**TEXT SECTION**.
↓

However, we make the point that even if

\limsup_{t\to\infty}\ \mathbb{I}(X_{t+1};X_{t+2:\infty}|H_{t})=0,

(1)

$f$ may be non-stationary with respect to $\pi$ due to capacity constraints. Since the agent is only able to retain finite bits of information about the past, there will always be more to learn about in the future. We argue that environments which satisfy Equation 1 along with Definition 4.2 better capture the essence of “small agent, complex world.”

Our notion of non-stationarity relates to the work of Abel et al. (2023), which proposes a definition of continual reinforcement learning. That definition offers a formal expression of what it means for an agent to never stop learning. The characterization is subjective in that it defines non-convergence with respect to a basis, which is a fixed set of policies. Definition 4.2 is similarly subjective, defining non-stationarity with respect to a particular agent with a particular agent state.

Given our definition of non-stationarity, we return to the implications on the behavior of an optimal finite capacity agent. An agent with finite capacity may need to “forget” some information in its agent state in order to incorporate new information, a concept which we elaborate on in Section 5. There may exist environments which are non-stationary but still exhibit a convergent optimal policy. This could be the case for problem settings in which the entire history is equally informative about the future. In such settings, ingesting the new information in $X_{t+1}$ and forgetting old information could be equivalent to ignoring $X_{t+1}$ entirely given capacity constraints.

However, such environments do not reflect reality nor do they align with our goals of developing effective continual learning algorithms. To ensure that the environment adequately evaluates continual learning capabilities, it should be designed so that an optimal finite capacity agent never stops ingesting (and forgetting) information. Concretely, if we assume that the agent state $U_{t}$ is capacity constrained in that for all $t$ , $\mathbb{I}(U_{t};H_{t})\leq c$ , then the environment should require an optimal capacity constrained agent to never stop learning i.e.,

\limsup_{t\to\infty}\ \mathbb{I}(X_{t+1};U_{t+1}|U_{t})>0.

There will always be new information that the agent will need to incorporate into its agent state by forgetting old information.

5 Forgetting and Implasticity

In this section, we draw the connection between our notion of error $(\mathcal{L}_{\pi})$ and phenomena described in the literature (notably “forgetting” and “plasticity loss” or “implasticity”). We begin by providing the following decomposition of error into forgetting and implasticity. This decomposition quantitatively improves upon the result of Kumar et al. (2023a) to provide definitions of forgetting and implasticity which better match our intuition. We defer the proof to Appendix B.

Theorem 1.

(forgetting and implasticity) For all agents $\pi:\mathcal{U}\times\mathcal{X}\mapsto\mathcal{U}$ , if for all $t,\ U_{t+1}=\pi(U_{t},X_{t})$ , then

\mathcal{L}_{\pi}\ =\ \limsup_{T\to\infty}\ \underbrace{\frac{1}{T}\sum_{t=0}^{T-2}\mathbb{I}(X_{T:t+2};U_{t}|U_{t+1},X_{t+1})}_{\rm forgetting}+\underbrace{\frac{1}{T}\sum_{t=0}^{T-1}\mathbb{I}\left(X_{T:t+1};X_{t}|U_{t}\right)}_{\rm implasticity}.

↑

**MATERIAL SUPPLIED**.
↓

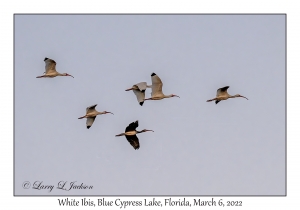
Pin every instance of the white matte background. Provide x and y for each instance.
(280, 7)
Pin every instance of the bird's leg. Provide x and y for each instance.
(211, 100)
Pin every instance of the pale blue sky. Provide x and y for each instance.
(234, 148)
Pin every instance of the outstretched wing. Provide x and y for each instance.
(134, 141)
(222, 91)
(90, 121)
(142, 86)
(91, 108)
(156, 85)
(140, 96)
(132, 126)
(50, 65)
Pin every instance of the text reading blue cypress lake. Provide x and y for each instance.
(147, 202)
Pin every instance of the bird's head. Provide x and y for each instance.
(238, 95)
(172, 95)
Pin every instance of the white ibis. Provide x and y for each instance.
(130, 134)
(91, 114)
(51, 69)
(223, 95)
(157, 93)
(139, 91)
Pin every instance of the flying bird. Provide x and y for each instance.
(157, 93)
(91, 114)
(130, 134)
(139, 90)
(51, 69)
(223, 95)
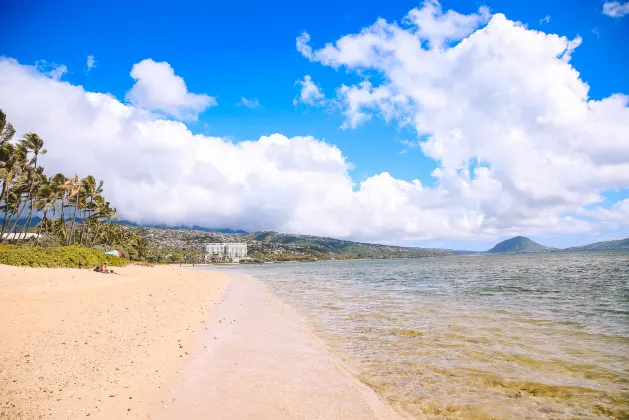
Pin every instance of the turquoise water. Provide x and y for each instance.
(510, 336)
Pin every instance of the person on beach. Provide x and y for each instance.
(103, 269)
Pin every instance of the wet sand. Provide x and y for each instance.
(163, 343)
(259, 360)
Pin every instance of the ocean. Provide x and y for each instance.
(474, 337)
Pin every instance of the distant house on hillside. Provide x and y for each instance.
(232, 251)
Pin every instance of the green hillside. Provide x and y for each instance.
(519, 244)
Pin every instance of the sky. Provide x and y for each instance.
(452, 124)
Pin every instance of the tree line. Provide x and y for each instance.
(71, 210)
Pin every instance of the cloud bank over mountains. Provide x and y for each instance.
(519, 148)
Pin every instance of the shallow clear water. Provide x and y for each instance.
(510, 336)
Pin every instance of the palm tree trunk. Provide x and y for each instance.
(5, 189)
(71, 236)
(41, 225)
(17, 219)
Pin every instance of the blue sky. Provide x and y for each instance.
(247, 49)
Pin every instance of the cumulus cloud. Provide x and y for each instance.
(250, 103)
(504, 114)
(91, 63)
(55, 71)
(518, 145)
(159, 89)
(615, 8)
(157, 170)
(309, 94)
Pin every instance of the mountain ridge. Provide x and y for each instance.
(519, 244)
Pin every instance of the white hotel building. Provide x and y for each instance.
(233, 251)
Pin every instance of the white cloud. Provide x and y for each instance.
(91, 63)
(615, 8)
(410, 144)
(158, 88)
(250, 103)
(158, 171)
(310, 94)
(519, 148)
(506, 117)
(56, 71)
(302, 45)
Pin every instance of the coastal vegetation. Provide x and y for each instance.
(61, 256)
(74, 212)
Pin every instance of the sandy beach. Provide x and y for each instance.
(163, 343)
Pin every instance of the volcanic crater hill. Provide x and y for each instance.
(520, 244)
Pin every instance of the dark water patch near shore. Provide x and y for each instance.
(504, 337)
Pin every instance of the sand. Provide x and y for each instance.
(259, 360)
(76, 344)
(164, 343)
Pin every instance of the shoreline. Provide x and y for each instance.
(75, 344)
(260, 359)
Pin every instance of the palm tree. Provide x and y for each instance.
(35, 145)
(72, 188)
(47, 194)
(91, 191)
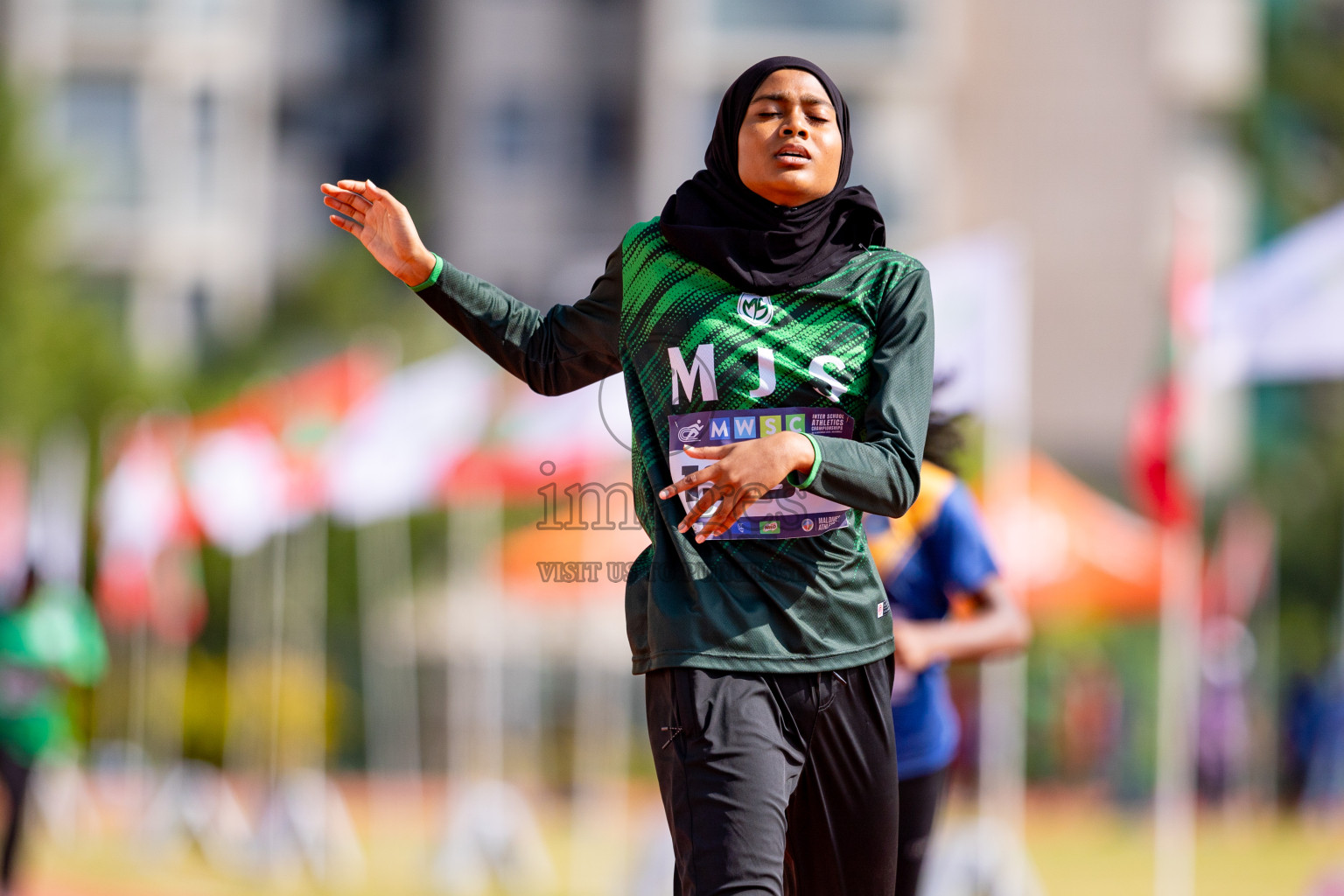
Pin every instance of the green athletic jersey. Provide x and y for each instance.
(847, 360)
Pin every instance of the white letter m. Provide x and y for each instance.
(702, 373)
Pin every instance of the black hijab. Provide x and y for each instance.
(746, 240)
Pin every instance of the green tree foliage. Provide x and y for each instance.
(62, 355)
(1294, 128)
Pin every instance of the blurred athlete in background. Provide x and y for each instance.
(50, 637)
(947, 604)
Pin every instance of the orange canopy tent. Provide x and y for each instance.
(1070, 552)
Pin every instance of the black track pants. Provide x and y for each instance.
(777, 785)
(15, 777)
(920, 798)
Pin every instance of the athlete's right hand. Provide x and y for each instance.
(383, 226)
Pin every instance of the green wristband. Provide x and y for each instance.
(816, 465)
(433, 274)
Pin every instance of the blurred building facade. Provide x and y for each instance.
(564, 121)
(526, 136)
(188, 137)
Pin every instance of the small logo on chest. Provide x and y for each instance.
(756, 309)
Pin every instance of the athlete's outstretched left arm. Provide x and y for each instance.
(566, 348)
(880, 473)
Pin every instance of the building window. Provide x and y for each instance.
(606, 138)
(514, 130)
(839, 15)
(102, 136)
(206, 115)
(110, 5)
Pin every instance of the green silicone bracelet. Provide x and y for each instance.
(433, 274)
(816, 466)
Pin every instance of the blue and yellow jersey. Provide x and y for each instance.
(935, 551)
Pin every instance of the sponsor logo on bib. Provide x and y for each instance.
(691, 431)
(756, 309)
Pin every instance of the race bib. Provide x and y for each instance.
(784, 512)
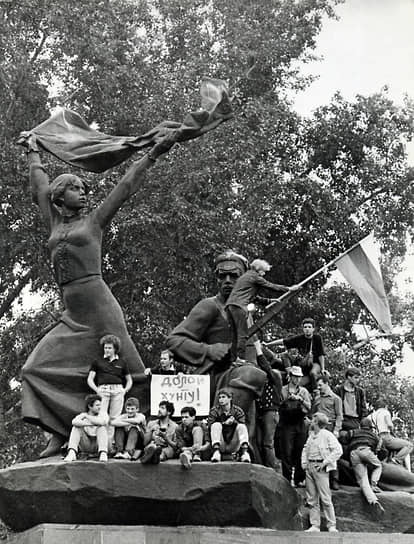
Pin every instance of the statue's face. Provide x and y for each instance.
(226, 280)
(74, 197)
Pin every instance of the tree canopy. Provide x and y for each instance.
(296, 191)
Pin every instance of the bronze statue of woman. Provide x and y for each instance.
(54, 376)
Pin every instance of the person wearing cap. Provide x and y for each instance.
(354, 404)
(129, 431)
(328, 403)
(319, 456)
(399, 447)
(311, 349)
(203, 340)
(244, 292)
(228, 431)
(363, 445)
(292, 432)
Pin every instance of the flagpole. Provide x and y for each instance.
(325, 266)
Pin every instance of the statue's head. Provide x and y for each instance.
(69, 190)
(229, 266)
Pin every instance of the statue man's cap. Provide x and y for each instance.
(230, 261)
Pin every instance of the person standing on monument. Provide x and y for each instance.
(54, 375)
(328, 403)
(89, 431)
(228, 431)
(320, 454)
(311, 348)
(354, 404)
(244, 292)
(292, 432)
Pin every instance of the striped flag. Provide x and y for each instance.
(360, 267)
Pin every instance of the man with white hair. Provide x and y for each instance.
(244, 292)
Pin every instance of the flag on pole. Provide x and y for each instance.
(360, 267)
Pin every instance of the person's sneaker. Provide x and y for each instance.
(136, 455)
(378, 509)
(185, 460)
(216, 457)
(71, 456)
(245, 457)
(148, 454)
(335, 485)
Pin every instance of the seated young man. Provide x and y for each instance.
(89, 431)
(190, 438)
(159, 439)
(228, 431)
(129, 431)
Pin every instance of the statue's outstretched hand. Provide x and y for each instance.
(28, 140)
(163, 146)
(216, 352)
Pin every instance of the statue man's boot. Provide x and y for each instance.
(54, 446)
(269, 457)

↑

**EXERCISES**.
**1.** For each statement, decide whether the passage on continual learning supports it. Answer yes or no, and quote the exact words from the passage that settle it.
(a) The agent can keep only a finite amount of information about the past.
(b) The definition by Abel et al. (2023) measures non-convergence against a single fixed policy.
(c) The proof of the forgetting and implasticity decomposition is given in Section 5.
**2.** Please extend the passage on continual learning, beginning right after its final equation.
Nothing here requires the records.

**THE RESULTS**.
**1.**
(a) Yes: "Since the agent is only able to retain finite bits of information about the past"
(b) No: "it defines non-convergence with respect to a basis, which is a fixed set of policies"
(c) No: "We defer the proof to Appendix B."

**2.**
The forgetting that an agent experiences at time $t+1$ is the information about the future sequence $X_{T:t+2}$ which was contained in the previous agent state $U_{t}$ , but not in the current agent state $U_{t+1}$ nor the most recent observation $X_{t+1}$ . Since agent state $U_{t+1}=\pi(U_{t},X_{t+1})$ , this mutual information exactly captures which relevant information was decanted from the agent state incorporate information from $X_{t+1}$ . Note that forgetting is forward looking as it measures mutual information between the previous agent state and the future sequence as opposed to the past sequence as done in the literature. Forgetting about the past is not “catastrophic” insofar as what is forgotten is uninformative about the future.

Meanwhile, the implasticity that an agent experiences at time $t$ is the information about the future sequence $X_{T:t+1}$ which was contained in $X_{t}$ , which we failed to include in $U_{t}$ . This directly reflects what is referred to in the literature as “loss of plasticity”. An agent loses plasticity ,or incurs loss from implasticity, if it fails to digest information about $X_{t}$ which is relevant for making predictions about the future $X_{T:t+1}$ .

Theorem 1 suggests that if our environment is $k$ -complex, then an effective continual learning agent will effectively reduce $\mathcal{L}_{\pi}$ by improving upon forgetting and/or implasticity with this additional compute. Perhaps with this additional capacity, the agent will be able to hold on to more relevant information throughout its experience and incur lower error due to not forgetting. Or perhaps, the agent will elect to extract relevant information out of the data at each time step and suffer less error from implasticity. However, it’s evident that a capacity-constrained agent in a $k$ -complex environment will inevitably experience error due to forgetting and implasticity.

We now draw the connection to the criterion that a finite capacity agent should never stop learning. Consider an agent $\pi$ which stops learning i.e. for some $T$ , $U_{t}=U_{T}$ for all $t>T$ . If the $f$ is non-stationary w.r.t $\pi$ , then

	$\displaystyle 0$	$\displaystyle\overset{(a)}{<}\mathbb{I}(X_{t+1};X_{t+2:\infty}\|U_{t})$
		$\displaystyle\overset{(b)}{=}\underbrace{\mathbb{I}(X_{t+1};X_{t+2:\infty}\|U_{t+1})}_{\rm implasticity}$

where $(a)$ follows from the definition of non-stationarity and $(b)$ follows from the fact that $\pi$ stops learning. Therefore, if $f$ appears non-stationary to all agents $\pi$ , then an agent which stops learning will necessarily incur error due to implasticity. To mitigate this, an effective capacity-constrained agent ought to never stop learning.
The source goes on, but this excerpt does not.